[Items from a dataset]
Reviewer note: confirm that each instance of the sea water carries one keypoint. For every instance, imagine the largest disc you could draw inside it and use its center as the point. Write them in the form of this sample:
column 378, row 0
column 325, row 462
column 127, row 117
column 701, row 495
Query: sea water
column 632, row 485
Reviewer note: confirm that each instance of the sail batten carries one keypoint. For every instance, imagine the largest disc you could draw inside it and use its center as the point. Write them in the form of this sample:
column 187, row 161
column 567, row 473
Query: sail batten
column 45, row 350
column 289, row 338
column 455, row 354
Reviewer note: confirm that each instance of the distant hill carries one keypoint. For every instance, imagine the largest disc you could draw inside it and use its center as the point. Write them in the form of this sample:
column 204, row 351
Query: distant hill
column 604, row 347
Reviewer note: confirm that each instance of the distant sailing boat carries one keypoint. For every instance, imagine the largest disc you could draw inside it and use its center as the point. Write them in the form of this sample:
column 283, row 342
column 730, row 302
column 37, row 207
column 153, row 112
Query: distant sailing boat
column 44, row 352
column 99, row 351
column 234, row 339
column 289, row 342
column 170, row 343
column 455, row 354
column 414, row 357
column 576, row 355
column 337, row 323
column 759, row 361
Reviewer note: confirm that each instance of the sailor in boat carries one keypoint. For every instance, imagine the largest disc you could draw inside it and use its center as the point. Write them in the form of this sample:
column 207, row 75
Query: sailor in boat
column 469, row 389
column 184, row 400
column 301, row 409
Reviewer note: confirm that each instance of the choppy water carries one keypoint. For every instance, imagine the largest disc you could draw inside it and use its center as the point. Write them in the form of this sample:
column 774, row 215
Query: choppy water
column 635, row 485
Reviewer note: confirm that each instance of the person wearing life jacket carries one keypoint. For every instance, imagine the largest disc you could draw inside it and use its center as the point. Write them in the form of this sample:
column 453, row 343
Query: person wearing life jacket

**Stated exercise**
Reproduce verbatim the lines above, beginning with the line containing "Reviewer note: confirm that each instance of the distant sailing" and continuing through the final line of the records.

**Reply to the exercise**
Reviewer note: confirm that each instance of the distant sailing boat carries one keypoint. For every instance, imagine the largest disc you could draw inside it and use its center as the point. Write them in the form of this sample:
column 283, row 342
column 730, row 302
column 37, row 207
column 153, row 112
Query: distant sailing boat
column 44, row 352
column 99, row 351
column 234, row 339
column 289, row 342
column 170, row 343
column 455, row 354
column 414, row 357
column 576, row 355
column 337, row 323
column 759, row 361
Reviewer note: confirm that each instance of the sailor in boat carries one keypoint. For every instance, imagine the largest disc you could draw inside it and use its center as the point. Write them in the form of this sample:
column 207, row 75
Query: sailor in boat
column 469, row 389
column 184, row 400
column 301, row 409
Reviewer note: confirm that each instance of the choppy water carries one keypoint. For every instance, imagine the largest disc you could draw inside it and use its center as the point. Write them in the form of this sample:
column 774, row 215
Query: choppy water
column 635, row 485
Reviewer note: confirm that each instance of the person wearing life jacket carries one keypoint. For every instance, imagine the largest disc you could draw inside it and use its center as the point. Write them in the form of this sample:
column 453, row 343
Query: person wearing life jacket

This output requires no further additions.